• **Given text**
■ ■ ■ ■ ■

1. Salesforce’s Fake Protest: When Street Theatre Becomes Strategy
Picture this: It’s 2000. You’re a CRM startup trying to compete with Siebel, the undisputed king of enterprise software. Your marketing budget is basically nothing. What do you do?
If you’re Marc Benioff, you show up outside Siebel’s user conference with a bunch of people holding “The End of Software” signs. You hand out promotional materials. You get the press to photograph it. You turn their biggest moment into your launch pad.
Was it cheeky? Absolutely. Was it cheap? Incredibly. Did it work? National press coverage, a spike in sign-ups, and early pipeline that dwarfed what they spent. Not bad for a day’s work.
Why This Worked (Beyond the Obvious)
The protest wasn’t just a stunt. It was a crystallisation of their entire positioning: “We’re not just another CRM. We’re the end of the old way of doing things.” That narrative clarity is what turned heads into demos and demos into deals.
Salesforce understood something critical: attention is just the first domino. They had the media kit ready. The landing page was live. The trial flow was smooth. The sales team knew how to handle the incoming interest. They turned a moment into a motion.
How You Could Actually Do This Today
You don’t need to physically protest (though if you’ve got the nerve, respect). Here’s the 2025 version:
- Pick a high-signal moment when your competitor is getting attention. A product launch, their annual conference, an earnings call.
- Create a counter-narrative that’s true and sharp. “The End of RFPs” or “No More Shelfware” or whatever the painful truth is in your category.
- Build the landing page first. Make it personalised for your top 200 accounts. Include a time-bound offer: free migration audit, white-glove onboarding, whatever gets them to raise their hand.
- Get your sales team ready. This will drive inbound, and you need to be able to convert it.

■ ■ ■ ■ ■

• **Dataset extract**
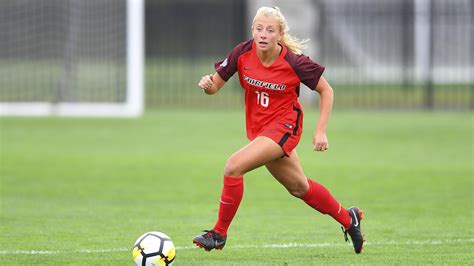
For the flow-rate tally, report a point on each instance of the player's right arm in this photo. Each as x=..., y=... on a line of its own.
x=211, y=83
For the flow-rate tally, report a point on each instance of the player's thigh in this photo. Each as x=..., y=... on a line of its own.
x=255, y=154
x=289, y=173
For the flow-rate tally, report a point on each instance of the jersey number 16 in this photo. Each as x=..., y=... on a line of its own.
x=262, y=98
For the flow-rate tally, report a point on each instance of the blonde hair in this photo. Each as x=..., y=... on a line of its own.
x=289, y=41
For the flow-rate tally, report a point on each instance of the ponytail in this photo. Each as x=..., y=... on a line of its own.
x=288, y=40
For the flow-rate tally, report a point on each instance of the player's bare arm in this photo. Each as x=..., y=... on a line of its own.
x=211, y=83
x=320, y=140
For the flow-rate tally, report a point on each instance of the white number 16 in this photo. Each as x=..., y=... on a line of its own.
x=262, y=98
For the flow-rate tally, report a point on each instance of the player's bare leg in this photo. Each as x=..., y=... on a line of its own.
x=255, y=154
x=289, y=173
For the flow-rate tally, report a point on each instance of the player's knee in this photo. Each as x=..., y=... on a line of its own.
x=233, y=168
x=298, y=190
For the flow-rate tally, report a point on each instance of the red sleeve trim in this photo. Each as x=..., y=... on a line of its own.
x=227, y=67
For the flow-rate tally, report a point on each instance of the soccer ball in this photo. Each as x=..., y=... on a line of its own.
x=153, y=248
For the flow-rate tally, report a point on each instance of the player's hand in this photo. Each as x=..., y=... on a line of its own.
x=320, y=141
x=206, y=82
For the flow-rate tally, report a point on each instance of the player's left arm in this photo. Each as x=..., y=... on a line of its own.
x=326, y=95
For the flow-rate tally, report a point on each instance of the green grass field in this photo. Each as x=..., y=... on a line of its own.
x=80, y=191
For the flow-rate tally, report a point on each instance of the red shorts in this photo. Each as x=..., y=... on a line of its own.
x=286, y=132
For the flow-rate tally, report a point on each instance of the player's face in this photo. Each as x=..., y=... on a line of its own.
x=266, y=33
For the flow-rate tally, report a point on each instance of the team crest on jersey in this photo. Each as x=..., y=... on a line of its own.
x=224, y=63
x=264, y=84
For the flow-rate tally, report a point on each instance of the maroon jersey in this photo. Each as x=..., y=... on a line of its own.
x=271, y=93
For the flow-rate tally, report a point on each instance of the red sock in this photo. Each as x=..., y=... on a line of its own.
x=320, y=199
x=231, y=196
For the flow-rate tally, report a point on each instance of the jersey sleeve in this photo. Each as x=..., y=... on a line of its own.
x=306, y=69
x=227, y=67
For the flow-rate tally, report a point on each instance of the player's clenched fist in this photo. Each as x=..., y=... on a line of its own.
x=206, y=82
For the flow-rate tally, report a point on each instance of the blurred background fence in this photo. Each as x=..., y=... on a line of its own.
x=379, y=54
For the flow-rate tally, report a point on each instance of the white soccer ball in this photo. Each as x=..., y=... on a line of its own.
x=153, y=248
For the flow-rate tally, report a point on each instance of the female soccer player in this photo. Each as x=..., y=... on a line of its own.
x=270, y=68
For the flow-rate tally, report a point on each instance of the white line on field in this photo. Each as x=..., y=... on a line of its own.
x=288, y=245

■ ■ ■ ■ ■

• **What you will do**
- 1) Recast the records from the line with "of the female" through the end of the records as a two-column CSV with the header request,answer. Give one row per request, with the request text and its answer each in a single quoted field and any line breaks replaced by spaces.
- 2) Continue the piece on Salesforce's fake protest from where it stops.
The text and the records are two unrelated pieces of material.

• **Answer set**
- 1)
request,answer
"For the flow-rate tally, report a point on each instance of the female soccer player in this photo. Each as x=..., y=... on a line of its own.","x=270, y=68"
"For the flow-rate tally, report a point on each instance of the white line on field in this photo. Each as x=..., y=... on a line of its own.","x=288, y=245"

- 2)
The Two-Week Sprint
Week 1: Build your manifesto page. Shoot a 60-second founder video explaining why the old way is broken. Get three sharp customer quotes. Create account-specific variants for your top targets. Brief your favourite journalists and analysts.
Week 2: Time your launch for maximum contrast, right before your competitor’s keynote or the morning of their earnings call. If you’re feeling bold, do a tasteful pop-up near their conference venue. Drive everything to your personalised landing pages with live chat and SDR coverage.
The Real Lesson: Category creation loves contrast. Make the enemy clear (even if it’s not a company, it can be a behaviour or an old way of thinking). Make the moment visual and memeable. Then make it dead simple to buy. That’s how you turn attention into pipeline.
2. Airbnb’s Door-to-Door Photography: When Founders Do the Unscalable Thing
In 2009, Airbnb had a problem: their photos looked like garbage. Bookings were anaemic. Conversion rates were depressing. So what did Brian Chesky and Joe Gebbia do?
They flew to New York and spent a week photographing apartments themselves. Door to door. With a decent camera. Making beds. Adjusting lighting. The whole thing.
Revenue in New York roughly doubled. Almost immediately.
So they formalised it. Free professional photography for any host who wanted it. Suddenly listings with professional photos were booking 2.5x more often and earning 40% more revenue. The numbers were undeniable.
The Psychology Here Is Dead Simple
Crappy photos signal risk. Good photos signal trust. In a marketplace built on staying in a stranger’s apartment, trust is everything. The photos didn’t just look better, they fundamentally changed the buyer’s perception of risk.
What This Actually Looks Like in B2B
You’re probably not photographing apartments, but you definitely have a leaky bucket somewhere near the money. Where do prospects hesitate? Where does trust break down?
Here’s how to find it and fix it:
- Find your conversion leak. Is it the demo? The onboarding? The first 30 days? That’s where trust is breaking.
- Do the unscalable fix yourself. Don’t delegate it yet. You need to understand what good looks like.
- Prove it moves the metric. Before/after. Numbers. Data.
- Then and only then, package it into a programme with standards and a process.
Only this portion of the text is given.